ENTRIES:
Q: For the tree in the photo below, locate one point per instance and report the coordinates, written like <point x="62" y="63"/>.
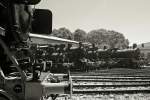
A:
<point x="111" y="38"/>
<point x="80" y="35"/>
<point x="62" y="33"/>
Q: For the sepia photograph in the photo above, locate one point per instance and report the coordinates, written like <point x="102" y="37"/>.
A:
<point x="74" y="50"/>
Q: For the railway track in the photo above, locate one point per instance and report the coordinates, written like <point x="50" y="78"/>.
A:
<point x="110" y="84"/>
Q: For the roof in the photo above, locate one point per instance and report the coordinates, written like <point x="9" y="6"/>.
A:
<point x="46" y="39"/>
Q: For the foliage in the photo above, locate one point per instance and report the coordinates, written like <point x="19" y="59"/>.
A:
<point x="112" y="39"/>
<point x="100" y="37"/>
<point x="80" y="35"/>
<point x="62" y="33"/>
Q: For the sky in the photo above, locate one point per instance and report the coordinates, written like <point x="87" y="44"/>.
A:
<point x="129" y="17"/>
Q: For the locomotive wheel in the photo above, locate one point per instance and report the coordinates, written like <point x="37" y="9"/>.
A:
<point x="3" y="98"/>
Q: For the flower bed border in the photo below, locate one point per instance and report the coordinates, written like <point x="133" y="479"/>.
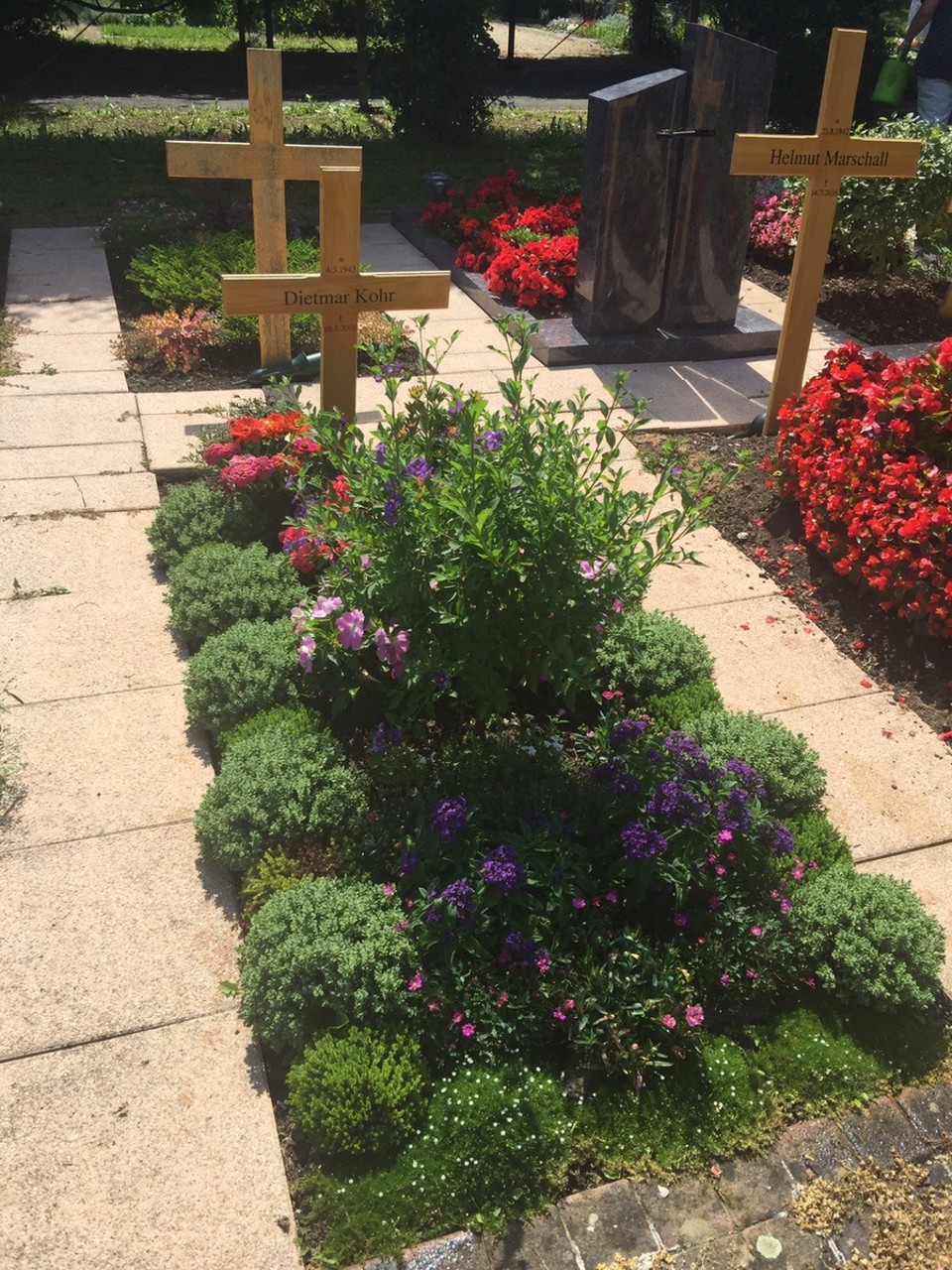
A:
<point x="558" y="343"/>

TASK PROMPT:
Can you quote every entry above word for word, leaving the pictures out?

TASK RESPONSE:
Q: For the tree in the photo below, locate one point per instance and report the coordinates, written like <point x="62" y="63"/>.
A:
<point x="111" y="38"/>
<point x="80" y="35"/>
<point x="62" y="33"/>
Q: For the sepia photograph in the photo above, locate one point per instance and report the coordinates, written like <point x="102" y="37"/>.
A:
<point x="74" y="50"/>
Q: For the railway track in the photo above, locate one point per instance and report the coordinates, written like <point x="50" y="78"/>.
A:
<point x="110" y="84"/>
Q: For the roof in the photo above, locate one point per instance and report the coordinates, written like <point x="9" y="6"/>.
A:
<point x="46" y="39"/>
Q: For the foliage in the photo above, locate one point per instance and report the coordinates, written like <point x="19" y="59"/>.
A:
<point x="112" y="39"/>
<point x="100" y="37"/>
<point x="80" y="35"/>
<point x="62" y="33"/>
Q: For the sky in the photo above, locate one point per instance and report the coordinates, written like <point x="87" y="44"/>.
A:
<point x="129" y="17"/>
Q: For the locomotive wheel in the photo above, locate one point per instance and report the coordinates, written like <point x="37" y="9"/>.
A:
<point x="3" y="98"/>
Q: For the flower bed border in the photo below, locate one point per instance and report the coordinates, written like <point x="133" y="479"/>.
A:
<point x="558" y="343"/>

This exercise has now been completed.